◆ PROBLEM SET ◆
1. In the forum thread, what kind of glass does the enclosure have?
2. Please transcribe the forum thread from "# Link's New" to "here's some pictures!".
3. Write the next part of the forum thread, picking up after its final line.

◆ DOCUMENT EXTRACT ◆
· · ·

# Link's New Enclosure



## Kebechet (Jul 21, 2011)

Hey guys!

I finally got Link's new cage 150 miles or so, and into our apartment! The enclosure previously held a guy's blackthroat monitor, and is built to be very sturdy. The glass is scratched up pretty bad, but I'll probably just replace it in the future. It works for now. I'm going out to buy a couple of UVB lights tomorrow. I'm sure Link will thank me with his usual tongue flicking and climbing on me  

So here's some pictures! 

















Eventually, the plan is to use the enclosure as an eat-at bar in the studio apartment we're moving into in the next couple of months  Just gotta get some bar stools to go with it.


----------



## adam1120 (Jul 22, 2011)

u should use plexiglass since its gunna a eat at bar dont wanna kick the glass and break it just a little thing to think about how wide is it? i like it tho


----------



## Kebechet (Jul 22, 2011)

adam1120 said:


> u should use plexiglass since its gunna a eat at bar dont wanna kick the glass and break it just a little thing to think about how wide is it? i like it tho



It's actually tempered glass- it would take a lot to break it. A small accidental kick wouldn't be enough. I'd stick with the tempered glass for that reason, and the fact that it's too heavy for Link to slide open. It's 3x3x8


----------



## adam1120 (Jul 22, 2011)

· · ·

◆ PROVIDED RECORDS ◆
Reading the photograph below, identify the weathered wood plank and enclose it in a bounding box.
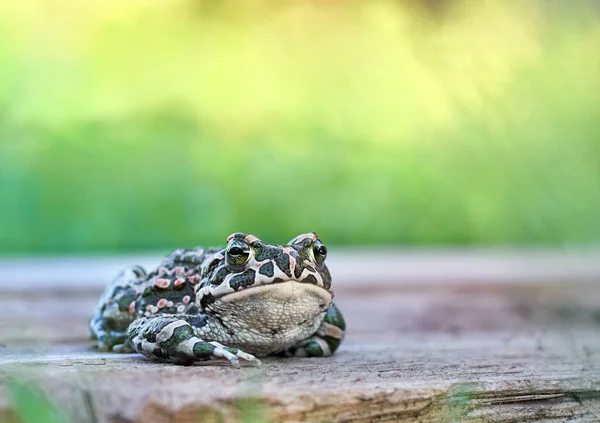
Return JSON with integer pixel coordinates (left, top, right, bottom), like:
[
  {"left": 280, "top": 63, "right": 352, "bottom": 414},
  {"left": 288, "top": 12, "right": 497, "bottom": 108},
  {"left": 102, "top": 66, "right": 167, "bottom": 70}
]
[{"left": 0, "top": 253, "right": 600, "bottom": 423}]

· · ·

◆ IN RESPONSE ◆
1. Tempered glass.

2.
# Link's New Enclosure



## Kebechet (Jul 21, 2011)

Hey guys!

I finally got Link's new cage 150 miles or so, and into our apartment! The enclosure previously held a guy's blackthroat monitor, and is built to be very sturdy. The glass is scratched up pretty bad, but I'll probably just replace it in the future. It works for now. I'm going out to buy a couple of UVB lights tomorrow. I'm sure Link will thank me with his usual tongue flicking and climbing on me  

So here's some pictures!

3.
i like it alot its excatly the size i want for my soon to come tegulove the rock setup too alot


----------



## turtlepunk (Jul 22, 2011)

LOVE IT!!!! you lucked out!! wish I could find an awesome enclosure like that for cheap.


----------



## rrcoolj (Jul 22, 2011)

Very nice enclosure. What are the dimensions?


----------



## Neeko (Jul 22, 2011)

CAGE IS AWESOME, He should of given you a blue print with it though to share.


----------



## Kebechet (Jul 22, 2011)

rrcoolj said:


> Very nice enclosure. What are the dimensions?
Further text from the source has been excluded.